### Dataset records
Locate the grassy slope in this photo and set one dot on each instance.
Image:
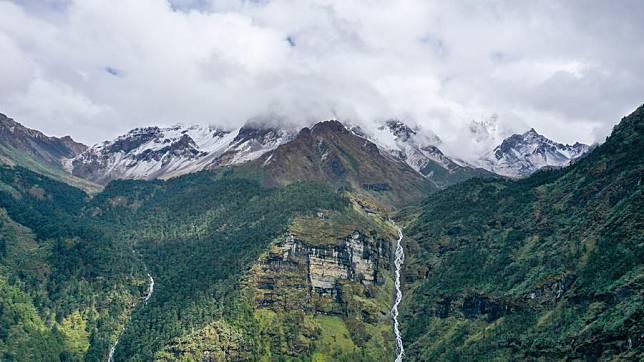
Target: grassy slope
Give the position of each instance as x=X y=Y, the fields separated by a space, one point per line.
x=547 y=267
x=63 y=284
x=10 y=156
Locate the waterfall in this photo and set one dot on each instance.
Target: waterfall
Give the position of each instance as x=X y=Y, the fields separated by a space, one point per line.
x=110 y=357
x=398 y=262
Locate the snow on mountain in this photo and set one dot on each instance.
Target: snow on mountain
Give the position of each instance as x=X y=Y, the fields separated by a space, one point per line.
x=154 y=152
x=416 y=148
x=522 y=154
x=419 y=150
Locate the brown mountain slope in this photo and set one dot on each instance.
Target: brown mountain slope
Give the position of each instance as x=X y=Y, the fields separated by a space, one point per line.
x=29 y=148
x=328 y=152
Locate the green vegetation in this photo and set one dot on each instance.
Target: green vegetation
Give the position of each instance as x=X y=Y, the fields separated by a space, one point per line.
x=63 y=283
x=13 y=157
x=549 y=267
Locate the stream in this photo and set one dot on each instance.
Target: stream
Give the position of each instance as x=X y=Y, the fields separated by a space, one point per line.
x=110 y=357
x=398 y=262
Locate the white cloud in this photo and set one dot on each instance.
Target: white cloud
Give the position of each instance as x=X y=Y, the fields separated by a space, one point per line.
x=567 y=68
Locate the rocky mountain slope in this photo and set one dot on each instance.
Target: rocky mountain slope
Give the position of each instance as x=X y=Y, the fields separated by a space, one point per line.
x=153 y=152
x=328 y=152
x=421 y=152
x=521 y=155
x=545 y=268
x=22 y=146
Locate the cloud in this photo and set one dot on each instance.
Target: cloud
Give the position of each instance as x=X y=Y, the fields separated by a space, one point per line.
x=96 y=68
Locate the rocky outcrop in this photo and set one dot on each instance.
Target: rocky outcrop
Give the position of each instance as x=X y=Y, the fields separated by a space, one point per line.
x=296 y=275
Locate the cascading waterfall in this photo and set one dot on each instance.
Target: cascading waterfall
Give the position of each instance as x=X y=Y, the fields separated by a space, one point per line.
x=110 y=357
x=398 y=262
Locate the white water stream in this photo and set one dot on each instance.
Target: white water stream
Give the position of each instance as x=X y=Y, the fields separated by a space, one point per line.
x=110 y=357
x=398 y=262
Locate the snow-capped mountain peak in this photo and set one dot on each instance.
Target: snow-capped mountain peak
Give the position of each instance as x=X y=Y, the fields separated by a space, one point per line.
x=522 y=154
x=154 y=152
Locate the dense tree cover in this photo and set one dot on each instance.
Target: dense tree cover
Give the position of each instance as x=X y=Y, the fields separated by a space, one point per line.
x=73 y=268
x=64 y=282
x=546 y=267
x=198 y=234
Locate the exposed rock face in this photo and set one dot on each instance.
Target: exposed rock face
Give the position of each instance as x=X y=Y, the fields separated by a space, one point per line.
x=472 y=306
x=296 y=275
x=522 y=154
x=153 y=152
x=51 y=151
x=421 y=152
x=328 y=152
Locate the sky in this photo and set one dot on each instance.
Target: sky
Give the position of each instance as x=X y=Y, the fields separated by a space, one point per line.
x=94 y=69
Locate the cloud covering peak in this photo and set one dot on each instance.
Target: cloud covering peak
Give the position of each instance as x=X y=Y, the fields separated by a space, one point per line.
x=95 y=68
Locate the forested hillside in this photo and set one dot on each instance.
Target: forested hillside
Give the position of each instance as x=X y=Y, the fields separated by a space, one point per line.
x=66 y=284
x=74 y=270
x=549 y=267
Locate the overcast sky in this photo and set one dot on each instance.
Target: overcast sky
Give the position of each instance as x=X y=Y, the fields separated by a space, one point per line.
x=97 y=68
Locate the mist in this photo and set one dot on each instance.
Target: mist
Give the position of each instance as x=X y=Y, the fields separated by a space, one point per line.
x=94 y=69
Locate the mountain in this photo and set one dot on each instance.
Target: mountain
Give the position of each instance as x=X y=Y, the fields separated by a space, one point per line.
x=154 y=152
x=48 y=150
x=420 y=151
x=46 y=155
x=288 y=253
x=548 y=267
x=522 y=154
x=328 y=152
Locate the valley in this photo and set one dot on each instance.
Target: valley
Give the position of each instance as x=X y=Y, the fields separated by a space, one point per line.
x=293 y=254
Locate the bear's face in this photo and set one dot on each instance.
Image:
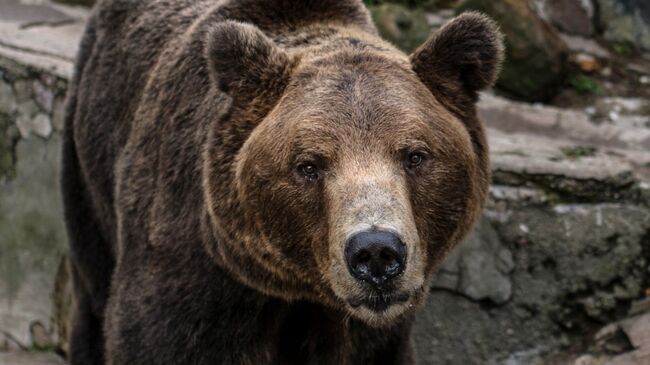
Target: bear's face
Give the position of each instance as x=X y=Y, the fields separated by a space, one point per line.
x=359 y=178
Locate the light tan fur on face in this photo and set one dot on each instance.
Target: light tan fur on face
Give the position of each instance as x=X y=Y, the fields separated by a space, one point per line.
x=369 y=193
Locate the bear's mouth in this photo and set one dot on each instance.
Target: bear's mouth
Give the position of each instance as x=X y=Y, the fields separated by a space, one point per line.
x=378 y=301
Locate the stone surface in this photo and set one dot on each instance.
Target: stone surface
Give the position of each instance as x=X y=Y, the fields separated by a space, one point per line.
x=536 y=57
x=32 y=237
x=29 y=358
x=626 y=21
x=571 y=16
x=479 y=268
x=405 y=28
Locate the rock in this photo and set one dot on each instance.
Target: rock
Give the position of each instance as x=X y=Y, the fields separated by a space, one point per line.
x=478 y=268
x=77 y=2
x=30 y=358
x=44 y=96
x=586 y=62
x=33 y=236
x=22 y=91
x=536 y=57
x=584 y=45
x=626 y=21
x=58 y=112
x=41 y=337
x=571 y=16
x=7 y=99
x=39 y=125
x=405 y=28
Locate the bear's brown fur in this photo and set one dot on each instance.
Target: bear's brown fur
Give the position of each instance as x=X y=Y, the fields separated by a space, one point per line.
x=199 y=236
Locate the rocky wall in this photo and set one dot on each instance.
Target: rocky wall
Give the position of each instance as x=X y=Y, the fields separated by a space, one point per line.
x=32 y=236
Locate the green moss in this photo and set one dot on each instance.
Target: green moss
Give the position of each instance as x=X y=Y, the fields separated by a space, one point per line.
x=8 y=139
x=584 y=84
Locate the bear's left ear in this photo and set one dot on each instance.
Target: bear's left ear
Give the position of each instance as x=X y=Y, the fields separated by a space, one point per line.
x=461 y=58
x=244 y=63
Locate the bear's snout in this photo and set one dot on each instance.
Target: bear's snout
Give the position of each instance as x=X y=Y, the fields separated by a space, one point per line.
x=375 y=257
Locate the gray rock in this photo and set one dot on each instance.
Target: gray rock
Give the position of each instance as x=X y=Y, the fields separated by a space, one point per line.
x=33 y=237
x=7 y=99
x=30 y=121
x=626 y=21
x=571 y=16
x=22 y=90
x=43 y=96
x=58 y=111
x=478 y=267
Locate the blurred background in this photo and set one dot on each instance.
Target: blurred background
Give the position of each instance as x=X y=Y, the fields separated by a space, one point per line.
x=557 y=271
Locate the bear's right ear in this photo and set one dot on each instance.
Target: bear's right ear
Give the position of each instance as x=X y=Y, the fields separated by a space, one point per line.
x=244 y=63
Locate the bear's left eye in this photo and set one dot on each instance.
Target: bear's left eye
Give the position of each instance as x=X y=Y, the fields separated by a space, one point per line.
x=309 y=170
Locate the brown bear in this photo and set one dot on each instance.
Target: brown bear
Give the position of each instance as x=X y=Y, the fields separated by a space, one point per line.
x=265 y=181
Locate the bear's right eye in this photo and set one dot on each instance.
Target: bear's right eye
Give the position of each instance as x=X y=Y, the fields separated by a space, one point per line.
x=309 y=170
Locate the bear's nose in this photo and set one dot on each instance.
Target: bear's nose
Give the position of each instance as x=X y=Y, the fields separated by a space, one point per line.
x=375 y=257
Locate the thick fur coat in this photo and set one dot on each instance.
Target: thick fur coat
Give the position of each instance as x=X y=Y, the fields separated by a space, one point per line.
x=197 y=234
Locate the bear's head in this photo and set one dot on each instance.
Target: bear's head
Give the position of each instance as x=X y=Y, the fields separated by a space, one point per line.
x=343 y=176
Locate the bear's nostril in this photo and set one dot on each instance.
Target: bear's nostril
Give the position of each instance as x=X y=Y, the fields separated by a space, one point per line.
x=375 y=257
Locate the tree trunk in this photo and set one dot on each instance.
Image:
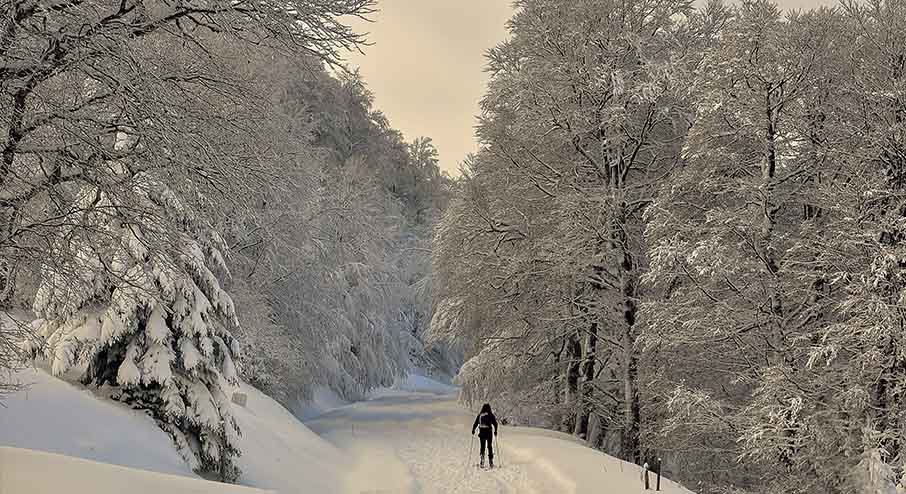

### Written instruction
Could you print, character for character, the stretch of the material above that opens with the line containing "Locate the gray" and closes with the line containing "x=343 y=176", with both of those lines included?

### Solution below
Locate the gray rock in this photo and set one dot on each instance.
Target: gray rock
Give the position of each instance as x=X y=Y, the fields separated by a space, one point per line.
x=33 y=237
x=7 y=99
x=30 y=121
x=626 y=21
x=571 y=16
x=22 y=90
x=43 y=96
x=58 y=111
x=478 y=267
Locate the blurred background in this photo and set one dot on each instance.
Target: blurred background
Give the position of each instance as x=X y=Y, the fields separated by a space, one point per line.
x=557 y=271
Locate the bear's right ear in this photo and set one dot on each instance.
Target: bear's right ear
Give the position of each instance as x=X y=Y, the fields separated by a space, one point per line.
x=244 y=63
Locate the bear's left eye in this photo and set one dot on each instance.
Target: bear's left eye
Give the position of each instance as x=X y=Y, the fields separated by a space, one point per line.
x=309 y=170
Locate the brown bear in this photo and set one dot on each instance.
Target: brown bear
Give the position of each instance as x=X y=Y, the fields separated by a space, one point per line.
x=265 y=181
Locate the bear's right eye in this photo and set one dot on each instance.
Target: bear's right eye
Give the position of each instance as x=X y=Y, the fields separated by a space, one point per line.
x=309 y=170
Locate the bear's nose in this photo and set one dot on each instance.
Target: bear's nose
Give the position of each instance as x=X y=Y, the fields separated by a space, one point per line.
x=375 y=257
Locate the thick fur coat in this photo and set one dot on each instance.
Target: thick fur coat
Give the position of each instance as x=X y=Y, the fields separated by a space, one point per line.
x=197 y=234
Locate the bear's head in this photo and set one dot on each instance.
Target: bear's head
Give the position of each instance as x=X y=Y, the fields separated by a space, one point per line.
x=343 y=176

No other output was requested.